Selected text:
· · ·
# ADOPTED! 17 month old Male Golden Retriever needs new home NYC area



## CAROLINA MOM (May 12, 2009)

Beautiful boy, I'm sure it won't be too long before he has a family of his own.


----------



## Jax's Mom (Oct 16, 2009)

Got an update from Bailey's foster Mom. He is truly a special pup that any family would be VERY LUCKY to have. He is a medium energy dog that calms easily. He knows basic commands well and heals during walks. He loves to go for long walks! He went to an outdoor restaurant with his foster Mom and foster sibling and sat so well behaved during the meal (outdoor seating). He ignores family cat. Street noises, car, trucks, people, children running do not phaze this boy one bit. (He was raised with cat, dog and children). He really loves his toys, antlers and bully sticks. He is FAMILY READY! please spread the word so he may find the perfect home!


----------



## CAROLINA MOM (May 12, 2009)

Bumping up, this boy sounds fantastic!


----------



## CAROLINA MOM (May 12, 2009)

Bailey is a handsome boy, he would make a wonderful companion for someone. 

If you're interested in adopting Bailey, contact:

*[email protected] or call @ 347 776 1704. *

*Application, ref checks and home visit applies. Small fee to cover any vetting costs.
*


----------



## Karen519 (Aug 21, 2006)

*Bailey*

Bailey is a gorgeous boy! Whoever gets him will be VERY LUCKY!!


----------



## CAROLINA MOM (May 12, 2009)

Anyone interested in adopting Bailey?

If you are contact:

*[email protected] or call @ 347 776 1704. 

Application, ref checks and home visit applies. Small fee to cover any vetting costs

*


----------



## MercyMom (Dec 19, 2011)

:crossfingHoping Bailey will find a nice home. I think it's awful when dog owners fall on hard times and have to give up their dogs.  I am sure the right home will be found for Bailey.


----------



## CAROLINA MOM (May 12, 2009)

Anyone interested in adopting Bailey?

If you are contact:

*[email protected] or call @ 347 776 1704. 

Application, ref checks and home visit applies. Small fee to cover any vetting costs*


----------



## Karen519 (Aug 21, 2006)

*Jax Mom*



CAROLINA MOM said:


> Bailey is a handsome boy, he would make a wonderful companion for someone.
> 
> If you're interested in adopting Bailey, contact:
> 
> ...


Any update on Bailey?


----------



## HolDaisy (Jan 10, 2012)

He's beautiful, really hope he finds a loving home soon!


----------



## GoldenMum (Mar 15, 2010)

Great news! Bailey's foster Mom has decided that Bailey has found his forever home with her. Congrats to Bailey and his wonderful Mom!


----------



## diane0905 (Aug 20, 2010)

Awesome! That's great.


----------



## HolDaisy (Jan 10, 2012)

Great news!


----------
· · ·
Exercise requirements:
1) Explain in one to three sentences why the Bailey adoption thread says adopters pay a small fee.
2) Translate this sentence from the Bailey adoption thread into Spanish: "He is a medium energy dog that calms easily."
3) Return the part of the Bailey adoption thread starting with "## Jax's Mom" and going on through "the perfect home!", copied word for word.
The entries come from a different source than the Bailey adoption thread.

Data supplied:
· · ·
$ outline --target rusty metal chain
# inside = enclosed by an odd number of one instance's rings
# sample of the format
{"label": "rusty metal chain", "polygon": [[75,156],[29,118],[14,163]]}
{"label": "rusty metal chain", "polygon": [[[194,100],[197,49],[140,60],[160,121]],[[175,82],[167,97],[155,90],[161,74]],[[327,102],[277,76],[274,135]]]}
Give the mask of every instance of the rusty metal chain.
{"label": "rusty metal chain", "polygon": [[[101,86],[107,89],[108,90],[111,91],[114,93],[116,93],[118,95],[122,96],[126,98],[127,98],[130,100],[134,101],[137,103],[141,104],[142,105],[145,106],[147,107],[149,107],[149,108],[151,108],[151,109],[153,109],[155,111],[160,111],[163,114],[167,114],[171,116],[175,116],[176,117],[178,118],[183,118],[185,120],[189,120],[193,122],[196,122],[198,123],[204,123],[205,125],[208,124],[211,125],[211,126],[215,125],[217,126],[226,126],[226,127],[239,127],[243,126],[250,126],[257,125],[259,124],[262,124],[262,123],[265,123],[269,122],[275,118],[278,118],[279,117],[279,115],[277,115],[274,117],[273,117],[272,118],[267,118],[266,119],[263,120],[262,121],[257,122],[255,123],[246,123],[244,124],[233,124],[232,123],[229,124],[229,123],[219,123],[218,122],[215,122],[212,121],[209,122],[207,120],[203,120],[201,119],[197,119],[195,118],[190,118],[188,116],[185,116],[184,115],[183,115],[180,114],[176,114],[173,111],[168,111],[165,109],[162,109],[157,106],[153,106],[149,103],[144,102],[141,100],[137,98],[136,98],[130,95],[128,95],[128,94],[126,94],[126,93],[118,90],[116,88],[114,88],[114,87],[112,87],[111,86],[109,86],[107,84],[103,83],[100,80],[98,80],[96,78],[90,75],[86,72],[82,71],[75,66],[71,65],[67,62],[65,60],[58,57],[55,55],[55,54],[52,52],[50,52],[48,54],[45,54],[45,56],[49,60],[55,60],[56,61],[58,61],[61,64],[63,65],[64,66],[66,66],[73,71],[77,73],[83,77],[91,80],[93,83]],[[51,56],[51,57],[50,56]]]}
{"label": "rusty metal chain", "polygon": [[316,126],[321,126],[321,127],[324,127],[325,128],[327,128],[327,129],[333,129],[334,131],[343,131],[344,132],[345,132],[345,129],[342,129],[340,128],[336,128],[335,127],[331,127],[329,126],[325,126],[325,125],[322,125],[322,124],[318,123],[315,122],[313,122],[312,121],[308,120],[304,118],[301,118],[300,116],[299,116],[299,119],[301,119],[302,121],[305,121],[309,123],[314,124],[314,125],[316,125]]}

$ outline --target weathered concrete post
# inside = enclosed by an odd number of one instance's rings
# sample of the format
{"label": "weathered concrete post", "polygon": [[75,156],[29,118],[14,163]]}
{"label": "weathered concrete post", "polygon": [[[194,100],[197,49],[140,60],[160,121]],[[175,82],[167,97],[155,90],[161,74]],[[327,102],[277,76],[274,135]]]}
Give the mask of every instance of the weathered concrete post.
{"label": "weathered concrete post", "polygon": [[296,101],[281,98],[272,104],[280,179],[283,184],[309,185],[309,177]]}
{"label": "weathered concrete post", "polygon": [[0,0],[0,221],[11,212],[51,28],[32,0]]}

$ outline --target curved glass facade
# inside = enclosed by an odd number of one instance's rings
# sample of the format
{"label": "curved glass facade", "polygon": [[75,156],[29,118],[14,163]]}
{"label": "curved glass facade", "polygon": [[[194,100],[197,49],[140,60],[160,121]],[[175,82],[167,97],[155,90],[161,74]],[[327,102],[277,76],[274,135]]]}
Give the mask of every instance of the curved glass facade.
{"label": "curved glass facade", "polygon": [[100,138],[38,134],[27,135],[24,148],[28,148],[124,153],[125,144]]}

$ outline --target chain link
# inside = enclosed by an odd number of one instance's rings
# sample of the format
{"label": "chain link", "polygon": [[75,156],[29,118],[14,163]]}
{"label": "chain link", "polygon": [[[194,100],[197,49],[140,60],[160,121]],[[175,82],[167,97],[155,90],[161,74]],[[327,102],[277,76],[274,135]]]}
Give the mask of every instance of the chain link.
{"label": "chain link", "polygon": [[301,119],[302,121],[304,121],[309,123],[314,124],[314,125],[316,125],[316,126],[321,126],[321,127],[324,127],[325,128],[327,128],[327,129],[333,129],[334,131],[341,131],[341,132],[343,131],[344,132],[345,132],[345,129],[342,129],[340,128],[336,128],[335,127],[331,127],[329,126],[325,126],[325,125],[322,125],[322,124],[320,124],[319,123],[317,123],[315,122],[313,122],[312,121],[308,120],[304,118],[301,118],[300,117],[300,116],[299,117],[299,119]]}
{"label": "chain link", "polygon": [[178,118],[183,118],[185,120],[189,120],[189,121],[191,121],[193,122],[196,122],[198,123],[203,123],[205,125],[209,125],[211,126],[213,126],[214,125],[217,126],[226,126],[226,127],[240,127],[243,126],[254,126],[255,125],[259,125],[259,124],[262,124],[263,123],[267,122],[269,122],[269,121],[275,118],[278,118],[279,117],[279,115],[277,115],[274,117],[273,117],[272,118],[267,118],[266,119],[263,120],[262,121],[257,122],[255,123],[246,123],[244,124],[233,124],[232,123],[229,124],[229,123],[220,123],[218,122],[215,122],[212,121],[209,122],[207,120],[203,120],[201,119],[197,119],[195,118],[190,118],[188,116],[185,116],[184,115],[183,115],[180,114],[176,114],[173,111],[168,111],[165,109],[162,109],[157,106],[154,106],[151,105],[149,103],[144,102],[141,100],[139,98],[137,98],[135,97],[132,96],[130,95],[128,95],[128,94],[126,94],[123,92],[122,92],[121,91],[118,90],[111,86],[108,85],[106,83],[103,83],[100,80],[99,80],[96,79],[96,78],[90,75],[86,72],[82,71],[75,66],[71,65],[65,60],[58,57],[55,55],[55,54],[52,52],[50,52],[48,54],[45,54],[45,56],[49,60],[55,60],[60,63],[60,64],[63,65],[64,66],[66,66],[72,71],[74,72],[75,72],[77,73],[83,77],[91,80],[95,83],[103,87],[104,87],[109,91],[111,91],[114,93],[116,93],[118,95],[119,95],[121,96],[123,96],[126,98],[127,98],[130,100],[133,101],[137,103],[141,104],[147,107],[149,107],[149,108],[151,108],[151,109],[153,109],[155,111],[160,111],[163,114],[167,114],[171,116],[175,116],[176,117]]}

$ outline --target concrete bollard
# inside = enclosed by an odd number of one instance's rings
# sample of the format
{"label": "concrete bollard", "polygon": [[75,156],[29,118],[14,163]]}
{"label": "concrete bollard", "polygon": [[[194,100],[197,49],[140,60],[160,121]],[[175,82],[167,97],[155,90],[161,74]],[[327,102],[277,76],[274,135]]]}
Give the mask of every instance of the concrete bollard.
· · ·
Task responses:
1) The small fee is charged to cover any vetting costs for Bailey.

2) Es un perro de energía media que se calma fácilmente.

3)
## Jax's Mom (Oct 16, 2009)

Got an update from Bailey's foster Mom. He is truly a special pup that any family would be VERY LUCKY to have. He is a medium energy dog that calms easily. He knows basic commands well and heals during walks. He loves to go for long walks! He went to an outdoor restaurant with his foster Mom and foster sibling and sat so well behaved during the meal (outdoor seating). He ignores family cat. Street noises, car, trucks, people, children running do not phaze this boy one bit. (He was raised with cat, dog and children). He really loves his toys, antlers and bully sticks. He is FAMILY READY! please spread the word so he may find the perfect home!